## DOCUMENT PASSAGE
-.-.-

I think it's a shame that your mother told you and this man these things without being certain, as it's clearly had a big impact on two people's lives.
That aside I would try to avoid striking up a close relationship or friendship with this man at the moment. After what you've both been through your emotions will be all over the place and you'll both be feeling differently about what you could've had. I would be polite and friendly, but remember your only connection to this man is that your mum had a relationship some 30 years ago. You don't owe him anything and I just think it would be beneficial to you all to have a bit of distance between you for a while and then.see how things are when emotions have settled down.
There's nothing wrong with having a friendship, but be careful that neither of you confuses this to be something it's not
I too would advise caution. You wont be in any frame of mind to make good decisions.
I think back to when I lost my dad, I was 21. Someone I sort of knew had just lost his daughter in a freak accident. He was 42 and we ended up having a relationship. His long term girlfriend was not a happy bunny when she found out (I didn't know about her) and it all ended in a mess. I can laugh now but at the time it was awful. Just a cautionary tale about looking for fartherly figures when we are perhaps not in the best frame of mind to think rationally.
At the moment you're both feeling the same sense of loss that things weren't as you expected them to be. He's not your biological dad but was obviously willing and eager to take on a relationship with you in that capacity and you've clearly bonded.
What's changed? A piece of paper doesn't negate what you both were building. If it was me I'd give it a go and see what happens in the future.

-.-.-

## STUDY MATERIAL
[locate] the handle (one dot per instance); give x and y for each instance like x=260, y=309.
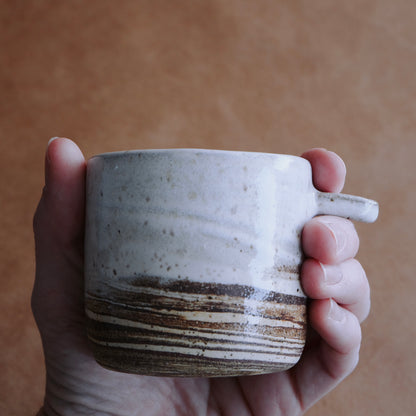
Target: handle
x=347, y=206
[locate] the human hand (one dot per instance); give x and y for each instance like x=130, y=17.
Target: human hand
x=77, y=385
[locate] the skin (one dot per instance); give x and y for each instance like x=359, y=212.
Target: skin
x=76, y=385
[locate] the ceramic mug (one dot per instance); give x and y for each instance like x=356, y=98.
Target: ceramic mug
x=192, y=259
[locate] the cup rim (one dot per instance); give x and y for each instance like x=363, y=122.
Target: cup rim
x=196, y=151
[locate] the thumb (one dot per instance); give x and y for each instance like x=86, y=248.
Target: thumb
x=59, y=229
x=59, y=217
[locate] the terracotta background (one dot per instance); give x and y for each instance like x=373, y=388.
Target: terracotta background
x=274, y=76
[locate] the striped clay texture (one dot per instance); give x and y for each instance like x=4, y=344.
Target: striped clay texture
x=167, y=327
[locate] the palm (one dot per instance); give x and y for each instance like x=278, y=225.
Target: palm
x=74, y=377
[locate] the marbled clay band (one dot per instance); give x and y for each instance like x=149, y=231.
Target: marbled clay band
x=168, y=327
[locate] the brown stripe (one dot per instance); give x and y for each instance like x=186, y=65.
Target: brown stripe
x=126, y=335
x=214, y=289
x=167, y=364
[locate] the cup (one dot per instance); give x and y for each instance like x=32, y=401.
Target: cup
x=192, y=259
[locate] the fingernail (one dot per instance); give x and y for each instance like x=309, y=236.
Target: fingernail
x=331, y=274
x=336, y=312
x=339, y=237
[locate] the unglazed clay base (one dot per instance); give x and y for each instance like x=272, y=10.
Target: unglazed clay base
x=167, y=327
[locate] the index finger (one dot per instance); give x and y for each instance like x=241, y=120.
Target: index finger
x=328, y=169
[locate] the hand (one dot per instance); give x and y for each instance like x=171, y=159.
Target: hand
x=77, y=385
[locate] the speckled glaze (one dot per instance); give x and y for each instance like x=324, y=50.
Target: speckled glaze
x=192, y=259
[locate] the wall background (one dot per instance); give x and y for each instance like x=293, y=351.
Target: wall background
x=271, y=76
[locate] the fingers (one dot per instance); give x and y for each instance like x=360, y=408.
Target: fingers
x=330, y=239
x=346, y=283
x=328, y=170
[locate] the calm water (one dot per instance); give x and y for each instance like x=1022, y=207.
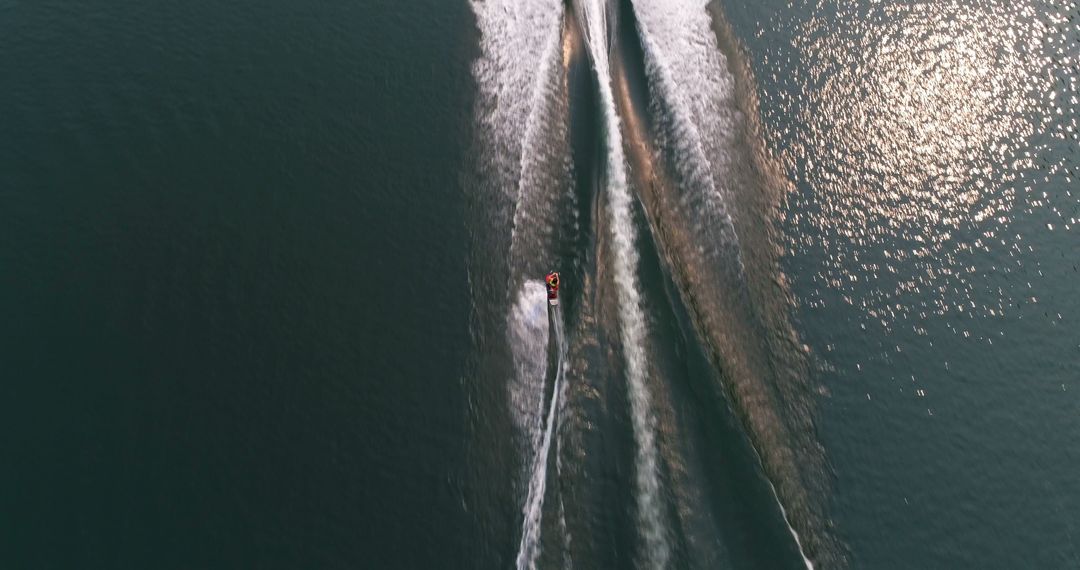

-.-.-

Translate this sentence from the advice posts into Spanish: "A piece of paper doesn't negate what you both were building."

Un trozo de papel no anula lo que ambos estaban construyendo.